Written exercise.
Reproduce each of the following items verbatim, preserving every line without alteration.

(Extracted data entries)

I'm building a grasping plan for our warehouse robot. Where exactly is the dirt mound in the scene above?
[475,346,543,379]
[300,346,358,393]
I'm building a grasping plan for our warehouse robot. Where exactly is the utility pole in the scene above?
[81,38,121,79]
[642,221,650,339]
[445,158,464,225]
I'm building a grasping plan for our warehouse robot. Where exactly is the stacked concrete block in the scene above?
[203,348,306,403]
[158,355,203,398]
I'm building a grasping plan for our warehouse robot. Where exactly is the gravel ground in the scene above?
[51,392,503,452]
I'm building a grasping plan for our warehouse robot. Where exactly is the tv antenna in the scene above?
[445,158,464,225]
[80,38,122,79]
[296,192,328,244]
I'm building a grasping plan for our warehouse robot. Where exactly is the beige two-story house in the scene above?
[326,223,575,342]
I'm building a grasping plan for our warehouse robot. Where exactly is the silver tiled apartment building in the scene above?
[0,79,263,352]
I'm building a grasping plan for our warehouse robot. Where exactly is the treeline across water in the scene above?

Output below.
I'm building a grasping plan for our warehouse robot. Where exactly is the dirt mound in the scene above?
[475,346,543,379]
[300,346,358,393]
I'm building a grasping plan for our warehouse robot. Where exactly is the utility pole in the scene above?
[81,38,121,79]
[642,221,650,339]
[445,158,464,225]
I'm building a grasping plan for our warehouse robot. Where exactly is the stacked concrete block in the scene above?
[203,348,306,403]
[158,355,203,398]
I'm building a grasping plan for our warehouse robot. Where exactly is the gravel ground in the scene above?
[51,392,503,452]
I'm building a grasping plan for our warehouse robot. Where exactly is the tv antenna in the scene above?
[445,158,464,225]
[80,38,122,79]
[296,192,328,244]
I'm building a grasping plan for our warehouse robot. Where exactly is the beige two-story house in the scene above?
[326,223,575,342]
I'm building a grasping plan for our warehouse robot. Where exactly is the silver tiled apartment building in the scene above?
[0,79,263,352]
I'm building a grasping plan for our warehouse robot. Where exactly is the treeline across water in the scene above?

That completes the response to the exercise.